[begin RECORDS FOR THE EXERCISE]
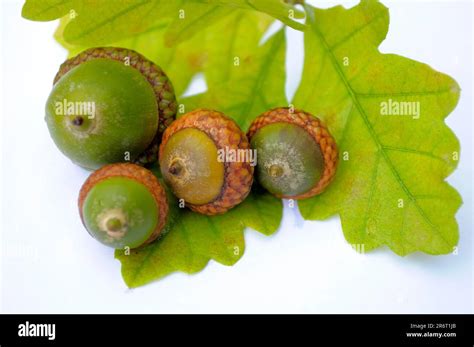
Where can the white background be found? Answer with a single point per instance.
(51, 265)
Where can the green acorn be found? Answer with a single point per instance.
(109, 105)
(297, 156)
(123, 205)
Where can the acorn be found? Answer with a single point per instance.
(202, 158)
(297, 156)
(109, 105)
(123, 205)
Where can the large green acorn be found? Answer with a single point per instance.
(123, 205)
(109, 105)
(297, 156)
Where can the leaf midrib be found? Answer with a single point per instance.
(372, 133)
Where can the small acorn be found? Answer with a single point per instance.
(109, 105)
(123, 205)
(297, 156)
(194, 162)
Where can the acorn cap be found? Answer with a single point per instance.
(316, 129)
(226, 134)
(138, 174)
(157, 78)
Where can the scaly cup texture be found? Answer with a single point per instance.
(123, 205)
(193, 161)
(161, 85)
(297, 156)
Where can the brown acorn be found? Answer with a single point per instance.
(123, 205)
(297, 156)
(194, 163)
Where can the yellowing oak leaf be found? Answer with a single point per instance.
(387, 113)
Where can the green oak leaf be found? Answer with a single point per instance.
(212, 52)
(45, 10)
(390, 186)
(95, 23)
(192, 239)
(258, 85)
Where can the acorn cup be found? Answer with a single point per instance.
(297, 156)
(109, 105)
(192, 163)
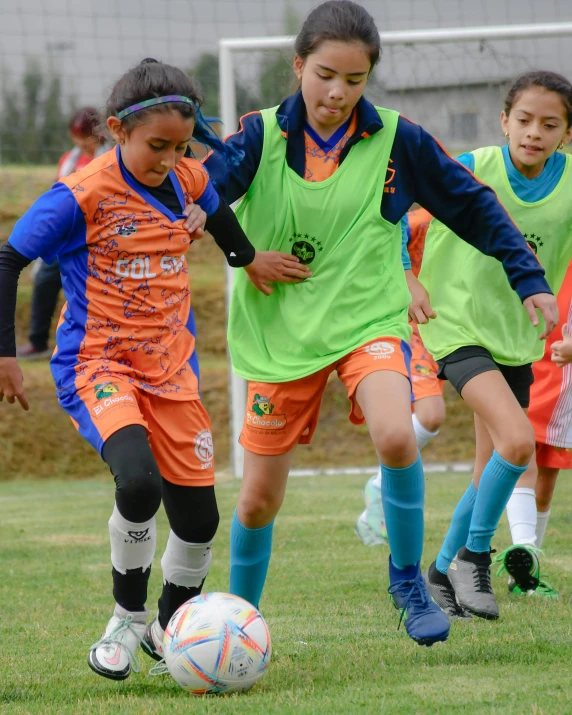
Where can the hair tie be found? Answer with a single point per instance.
(153, 102)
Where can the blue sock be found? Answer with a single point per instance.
(250, 551)
(497, 482)
(402, 494)
(459, 529)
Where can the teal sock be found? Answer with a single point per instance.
(250, 551)
(459, 529)
(497, 482)
(402, 494)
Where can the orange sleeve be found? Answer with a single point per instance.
(193, 176)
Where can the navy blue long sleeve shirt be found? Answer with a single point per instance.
(420, 171)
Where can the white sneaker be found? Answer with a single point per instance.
(370, 526)
(113, 656)
(152, 641)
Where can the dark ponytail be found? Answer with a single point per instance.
(340, 20)
(551, 81)
(151, 79)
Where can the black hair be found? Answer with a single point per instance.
(551, 81)
(150, 79)
(340, 20)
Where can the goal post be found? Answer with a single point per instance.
(476, 37)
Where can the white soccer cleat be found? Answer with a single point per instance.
(113, 656)
(152, 641)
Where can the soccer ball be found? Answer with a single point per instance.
(217, 643)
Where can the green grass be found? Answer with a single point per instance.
(336, 644)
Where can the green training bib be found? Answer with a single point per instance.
(357, 291)
(470, 292)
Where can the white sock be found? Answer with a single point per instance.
(521, 513)
(422, 434)
(186, 564)
(138, 616)
(132, 545)
(541, 524)
(377, 480)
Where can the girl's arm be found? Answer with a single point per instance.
(53, 222)
(562, 349)
(233, 181)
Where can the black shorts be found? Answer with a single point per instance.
(468, 362)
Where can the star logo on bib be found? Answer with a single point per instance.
(534, 241)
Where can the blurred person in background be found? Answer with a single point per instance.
(89, 142)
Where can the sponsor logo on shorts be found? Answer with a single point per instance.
(422, 370)
(262, 416)
(105, 389)
(204, 448)
(115, 401)
(380, 350)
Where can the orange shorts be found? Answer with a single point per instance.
(553, 457)
(179, 430)
(424, 380)
(282, 414)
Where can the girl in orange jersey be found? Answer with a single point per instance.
(551, 415)
(125, 366)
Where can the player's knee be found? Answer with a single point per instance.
(519, 448)
(396, 447)
(433, 420)
(197, 528)
(430, 412)
(258, 509)
(137, 477)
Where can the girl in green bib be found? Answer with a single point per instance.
(485, 343)
(328, 176)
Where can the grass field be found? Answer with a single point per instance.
(336, 644)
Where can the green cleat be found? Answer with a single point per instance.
(543, 590)
(370, 526)
(521, 563)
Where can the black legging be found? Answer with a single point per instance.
(192, 511)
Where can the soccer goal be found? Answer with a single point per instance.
(450, 80)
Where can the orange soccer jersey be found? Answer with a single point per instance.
(125, 340)
(551, 393)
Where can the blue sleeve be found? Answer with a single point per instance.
(230, 181)
(209, 200)
(405, 236)
(53, 225)
(471, 210)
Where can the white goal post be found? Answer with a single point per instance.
(227, 50)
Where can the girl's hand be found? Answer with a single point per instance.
(196, 219)
(562, 349)
(420, 310)
(546, 304)
(12, 382)
(275, 267)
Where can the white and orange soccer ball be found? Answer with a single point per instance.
(217, 643)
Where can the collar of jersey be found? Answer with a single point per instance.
(149, 198)
(291, 118)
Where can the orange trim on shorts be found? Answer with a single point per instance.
(281, 415)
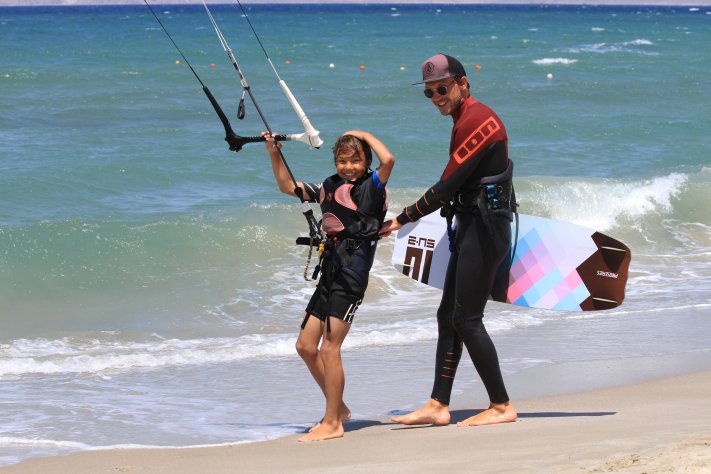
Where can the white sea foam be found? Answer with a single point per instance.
(549, 61)
(602, 205)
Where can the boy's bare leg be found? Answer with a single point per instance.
(431, 413)
(307, 347)
(496, 413)
(331, 426)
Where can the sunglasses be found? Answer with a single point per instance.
(441, 90)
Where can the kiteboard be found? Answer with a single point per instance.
(554, 264)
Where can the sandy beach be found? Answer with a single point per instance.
(661, 425)
(690, 3)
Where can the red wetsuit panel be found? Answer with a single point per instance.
(476, 128)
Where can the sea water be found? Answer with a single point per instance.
(150, 288)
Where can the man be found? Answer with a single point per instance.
(480, 244)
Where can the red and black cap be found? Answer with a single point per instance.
(441, 66)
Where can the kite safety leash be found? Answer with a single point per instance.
(305, 208)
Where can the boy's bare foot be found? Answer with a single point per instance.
(431, 413)
(323, 431)
(345, 415)
(496, 413)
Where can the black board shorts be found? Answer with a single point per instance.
(338, 298)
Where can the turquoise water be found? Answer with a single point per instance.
(150, 289)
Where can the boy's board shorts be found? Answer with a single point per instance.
(337, 298)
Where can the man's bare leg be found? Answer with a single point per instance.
(307, 347)
(331, 425)
(431, 413)
(496, 413)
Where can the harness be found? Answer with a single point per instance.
(493, 196)
(343, 229)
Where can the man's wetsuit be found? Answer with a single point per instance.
(478, 148)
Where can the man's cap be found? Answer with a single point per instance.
(441, 66)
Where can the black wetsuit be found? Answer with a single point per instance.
(478, 148)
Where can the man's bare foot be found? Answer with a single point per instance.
(496, 413)
(323, 431)
(345, 415)
(431, 413)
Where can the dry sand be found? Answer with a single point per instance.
(663, 425)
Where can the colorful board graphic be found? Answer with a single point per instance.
(556, 265)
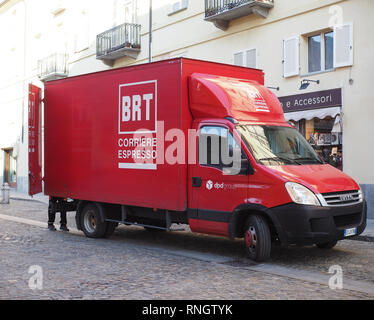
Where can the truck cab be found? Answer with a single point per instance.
(282, 190)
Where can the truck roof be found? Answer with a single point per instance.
(241, 99)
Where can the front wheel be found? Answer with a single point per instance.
(257, 238)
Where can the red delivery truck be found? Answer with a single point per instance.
(191, 142)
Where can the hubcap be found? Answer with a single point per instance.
(90, 221)
(251, 238)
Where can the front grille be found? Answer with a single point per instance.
(347, 220)
(344, 198)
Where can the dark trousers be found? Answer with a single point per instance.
(52, 217)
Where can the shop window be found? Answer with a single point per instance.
(321, 52)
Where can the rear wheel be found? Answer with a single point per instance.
(327, 245)
(111, 227)
(91, 223)
(257, 238)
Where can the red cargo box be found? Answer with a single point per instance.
(89, 132)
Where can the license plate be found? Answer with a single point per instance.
(350, 232)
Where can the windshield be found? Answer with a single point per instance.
(276, 145)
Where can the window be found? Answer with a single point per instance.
(246, 58)
(218, 148)
(274, 145)
(321, 52)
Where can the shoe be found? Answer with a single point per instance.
(51, 227)
(63, 227)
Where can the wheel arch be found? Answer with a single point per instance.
(241, 214)
(80, 207)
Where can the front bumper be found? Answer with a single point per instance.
(302, 224)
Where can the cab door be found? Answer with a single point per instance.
(35, 140)
(216, 189)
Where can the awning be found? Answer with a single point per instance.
(310, 114)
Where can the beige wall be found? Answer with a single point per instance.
(186, 33)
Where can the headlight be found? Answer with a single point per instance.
(361, 194)
(301, 195)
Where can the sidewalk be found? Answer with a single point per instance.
(369, 231)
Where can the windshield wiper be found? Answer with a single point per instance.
(281, 159)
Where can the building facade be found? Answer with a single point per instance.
(316, 56)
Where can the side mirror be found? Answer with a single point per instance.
(246, 168)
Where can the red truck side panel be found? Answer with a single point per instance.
(87, 142)
(90, 120)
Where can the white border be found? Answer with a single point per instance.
(144, 166)
(119, 106)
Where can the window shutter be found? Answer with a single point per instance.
(251, 58)
(239, 59)
(343, 45)
(291, 62)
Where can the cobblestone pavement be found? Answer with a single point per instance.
(136, 264)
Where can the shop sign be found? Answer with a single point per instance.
(312, 100)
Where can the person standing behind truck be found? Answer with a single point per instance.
(52, 217)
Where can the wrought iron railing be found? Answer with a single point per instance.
(213, 7)
(55, 64)
(126, 35)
[end RECORDS FOR THE EXERCISE]
→ **THE TASK**: Your task is to transcribe the line containing "Where can the window shutter" and every line after it, through the last line of the data, exactly as written and with nothing more.

→ **THE SOLUTION**:
Where can the window shutter be found? Answer with a single point per instance.
(251, 58)
(239, 59)
(343, 45)
(291, 62)
Where can the cobblestone pavement be found? Answer with a single point per instance.
(136, 264)
Where can the shop sign be found? Answer with a single point per instance.
(312, 100)
Where can the person standing behind truck be found? Answer with a single point per instance.
(52, 217)
Where can the wrought iron railing be found? Answer with a single point per instance.
(213, 7)
(55, 64)
(126, 35)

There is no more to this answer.